> _Supplied text_
# World tettering on the brink .... why don't countries start forgiving debt?



## RMCF (16 Dec 2011)

As the outlook gets gloomier by the day, with a great depression being predicted by some, I was wondering why debt forgiveness isn't on the cards at all?

Now I am no expert, and supposedly Europe/UK/USA owes a lot of money, so I am guessing it is to China? Is this right?

Plus of course they all owe money to each other. Everyone seems to be in debt. And of course China is now said to be in the middle of a property bubble, and we all know where that ends.

So would it not be in the interest of everyone concerned to start forgiving some debt? After all, if Europe goes bust, it will impact the entire world. The UK will suffer, the USA will too, and more importantly China will have lost an awful lot of buyers for their mass produced rubbish, so its hardly in their interest either.

Am I being too simple? I know its not the thing to do to say to someone "sure that money you owe me, forget about it" but might it not be a case of biting off your nose to spite your face?


----------



## z107 (16 Dec 2011)

RMCF said:


> Now I am no expert, and supposedly Europe/UK/USA owes a lot of money, so I am guessing it is to China? Is this right?

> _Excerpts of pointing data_
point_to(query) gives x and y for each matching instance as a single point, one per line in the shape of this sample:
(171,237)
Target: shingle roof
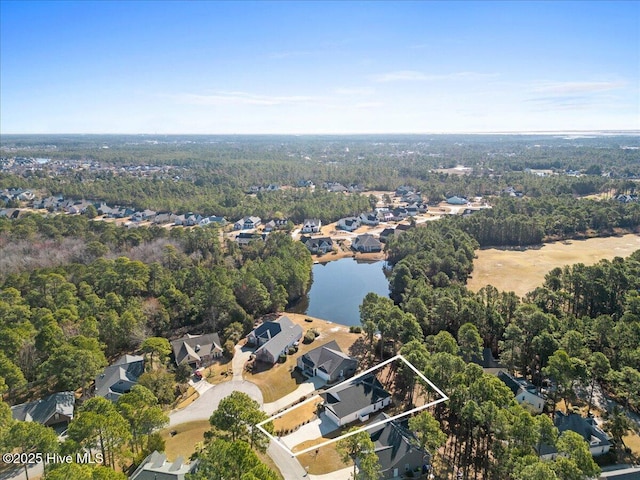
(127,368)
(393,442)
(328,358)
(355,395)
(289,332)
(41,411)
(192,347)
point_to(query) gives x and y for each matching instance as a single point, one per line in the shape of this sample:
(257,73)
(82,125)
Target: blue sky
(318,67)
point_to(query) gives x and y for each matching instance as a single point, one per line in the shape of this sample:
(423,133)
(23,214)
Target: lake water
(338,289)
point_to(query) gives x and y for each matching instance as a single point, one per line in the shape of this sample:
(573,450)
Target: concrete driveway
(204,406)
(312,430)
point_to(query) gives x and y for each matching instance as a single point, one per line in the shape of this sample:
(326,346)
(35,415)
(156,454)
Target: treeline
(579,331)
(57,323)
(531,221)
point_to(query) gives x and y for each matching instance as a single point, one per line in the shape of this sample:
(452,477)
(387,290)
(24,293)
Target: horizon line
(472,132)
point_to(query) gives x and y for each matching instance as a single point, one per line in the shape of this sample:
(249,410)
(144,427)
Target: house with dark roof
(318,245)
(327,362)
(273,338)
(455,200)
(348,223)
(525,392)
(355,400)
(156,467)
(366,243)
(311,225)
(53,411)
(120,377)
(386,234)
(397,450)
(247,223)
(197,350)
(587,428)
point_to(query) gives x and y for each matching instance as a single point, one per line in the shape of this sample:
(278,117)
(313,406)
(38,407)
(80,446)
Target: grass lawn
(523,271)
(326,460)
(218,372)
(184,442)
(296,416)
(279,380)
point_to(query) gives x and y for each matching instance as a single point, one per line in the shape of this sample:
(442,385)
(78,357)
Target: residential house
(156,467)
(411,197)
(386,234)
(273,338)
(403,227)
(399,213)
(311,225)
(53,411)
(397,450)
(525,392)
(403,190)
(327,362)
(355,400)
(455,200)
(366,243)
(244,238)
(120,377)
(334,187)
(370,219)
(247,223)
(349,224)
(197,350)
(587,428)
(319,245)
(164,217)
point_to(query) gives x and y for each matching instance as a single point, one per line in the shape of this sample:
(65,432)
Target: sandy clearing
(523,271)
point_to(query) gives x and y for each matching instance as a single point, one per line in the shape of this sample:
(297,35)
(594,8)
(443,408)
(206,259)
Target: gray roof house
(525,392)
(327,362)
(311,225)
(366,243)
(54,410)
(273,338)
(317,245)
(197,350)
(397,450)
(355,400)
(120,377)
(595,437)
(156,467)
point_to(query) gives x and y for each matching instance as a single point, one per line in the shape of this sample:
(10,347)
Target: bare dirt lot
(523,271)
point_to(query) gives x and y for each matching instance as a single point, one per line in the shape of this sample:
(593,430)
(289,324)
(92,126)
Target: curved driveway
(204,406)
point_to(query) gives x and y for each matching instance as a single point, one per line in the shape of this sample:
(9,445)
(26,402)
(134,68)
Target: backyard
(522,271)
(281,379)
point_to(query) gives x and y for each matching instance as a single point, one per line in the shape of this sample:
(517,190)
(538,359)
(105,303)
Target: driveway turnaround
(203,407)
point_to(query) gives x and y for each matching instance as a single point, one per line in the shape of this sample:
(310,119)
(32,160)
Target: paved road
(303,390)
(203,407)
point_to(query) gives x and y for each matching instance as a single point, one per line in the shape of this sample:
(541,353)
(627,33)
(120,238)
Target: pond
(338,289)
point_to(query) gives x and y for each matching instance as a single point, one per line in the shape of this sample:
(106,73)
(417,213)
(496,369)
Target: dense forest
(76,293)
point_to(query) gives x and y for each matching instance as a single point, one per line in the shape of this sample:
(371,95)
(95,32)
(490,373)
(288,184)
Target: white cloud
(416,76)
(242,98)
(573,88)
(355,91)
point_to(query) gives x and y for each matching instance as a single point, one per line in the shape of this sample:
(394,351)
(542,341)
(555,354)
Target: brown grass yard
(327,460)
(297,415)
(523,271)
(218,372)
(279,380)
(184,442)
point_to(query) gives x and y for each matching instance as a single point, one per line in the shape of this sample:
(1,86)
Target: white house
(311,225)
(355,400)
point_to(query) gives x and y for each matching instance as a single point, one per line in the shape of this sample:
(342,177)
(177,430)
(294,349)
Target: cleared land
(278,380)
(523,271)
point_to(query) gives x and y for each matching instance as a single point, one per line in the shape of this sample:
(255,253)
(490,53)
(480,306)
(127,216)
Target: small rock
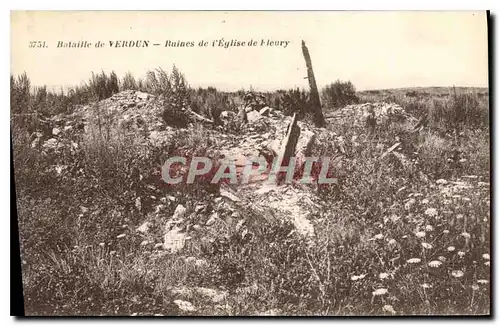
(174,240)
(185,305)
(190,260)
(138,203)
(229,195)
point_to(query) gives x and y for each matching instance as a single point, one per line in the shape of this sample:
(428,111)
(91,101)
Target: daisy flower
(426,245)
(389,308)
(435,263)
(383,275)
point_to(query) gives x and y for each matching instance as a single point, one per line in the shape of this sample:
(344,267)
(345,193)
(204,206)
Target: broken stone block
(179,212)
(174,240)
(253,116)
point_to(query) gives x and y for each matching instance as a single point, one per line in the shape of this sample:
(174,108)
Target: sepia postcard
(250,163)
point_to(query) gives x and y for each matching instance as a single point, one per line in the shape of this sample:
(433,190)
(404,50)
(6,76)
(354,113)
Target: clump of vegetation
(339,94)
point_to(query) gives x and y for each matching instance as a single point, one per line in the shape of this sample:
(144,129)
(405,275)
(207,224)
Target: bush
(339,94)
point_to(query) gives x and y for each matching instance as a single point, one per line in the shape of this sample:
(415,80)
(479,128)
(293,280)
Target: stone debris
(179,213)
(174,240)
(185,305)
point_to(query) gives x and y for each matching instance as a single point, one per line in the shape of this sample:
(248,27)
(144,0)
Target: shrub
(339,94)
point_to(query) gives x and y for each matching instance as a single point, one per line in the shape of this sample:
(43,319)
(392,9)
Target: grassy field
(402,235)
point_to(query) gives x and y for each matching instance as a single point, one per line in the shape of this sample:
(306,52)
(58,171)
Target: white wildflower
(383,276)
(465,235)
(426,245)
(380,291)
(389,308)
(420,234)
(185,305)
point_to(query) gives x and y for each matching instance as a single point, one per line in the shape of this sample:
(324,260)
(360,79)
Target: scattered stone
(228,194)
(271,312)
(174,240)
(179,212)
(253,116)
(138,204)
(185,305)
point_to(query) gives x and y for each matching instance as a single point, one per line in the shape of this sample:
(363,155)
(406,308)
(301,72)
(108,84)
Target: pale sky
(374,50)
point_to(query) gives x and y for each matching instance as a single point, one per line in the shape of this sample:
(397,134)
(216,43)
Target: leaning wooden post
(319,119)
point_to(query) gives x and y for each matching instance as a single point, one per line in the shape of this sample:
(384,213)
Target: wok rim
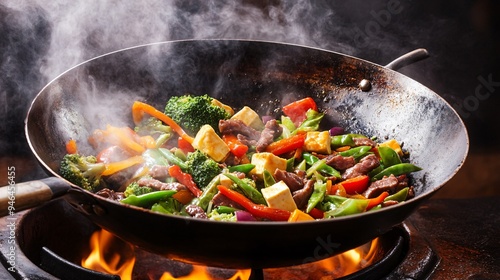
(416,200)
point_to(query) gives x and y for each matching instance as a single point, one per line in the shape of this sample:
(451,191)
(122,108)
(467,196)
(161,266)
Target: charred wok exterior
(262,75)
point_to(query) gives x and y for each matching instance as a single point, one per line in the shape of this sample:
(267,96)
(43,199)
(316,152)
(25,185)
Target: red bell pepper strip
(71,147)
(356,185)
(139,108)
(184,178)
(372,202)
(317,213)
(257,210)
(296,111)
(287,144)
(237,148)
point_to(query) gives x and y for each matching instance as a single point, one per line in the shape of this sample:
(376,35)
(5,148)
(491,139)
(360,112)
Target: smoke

> _Direction A_
According to the debt-forgiveness thread, why would forgiving debt be in China's own interest? Answer in one to three sentences.
> _Direction B_
Reproduce the part of the debt-forgiveness thread that opens with the words containing "Plus of course" and closes with "where that ends.", renaming "property bubble" as "housing bubble".
> _Direction C_
Write what comes next in the debt-forgiveness thread after its final line.
You will not need the items to complete any of this work.

> _Response A_
If Europe went bust, the damage would spread across the whole world. China would then lose a great many buyers for its mass-produced goods, so a collapse would hardly be in China's interest either.

> _Response B_
Plus of course they all owe money to each other. Everyone seems to be in debt. And of course China is now said to be in the middle of a housing bubble, and we all know where that ends.

> _Response C_
I don't know, but I'm guessing that the debt is owed to the citizens of Europe/UK/USA. People with savings, investments etc.

These people don't want debt forgiveness.

(I could be wrong though! - The whole thing is pretty confusing, probably deliberately so)


----------



## darag (25 Dec 2011)

Ultimately all debts are the savings of others.

If you really want to surrender your savings to support debt forgiveness, then you'll find plenty of desperate debtors who will gladly take your money.  But I doubt such a voluntary debt forgiveness scheme would have much uptake.

So to pursue such a policy you are talking about forcing losses on savers (i.e. raiding  deposit accounts and pensions savings).  This has been done by some countries (particularly in Latin America) but the economic results have not been spectacular, to say the least.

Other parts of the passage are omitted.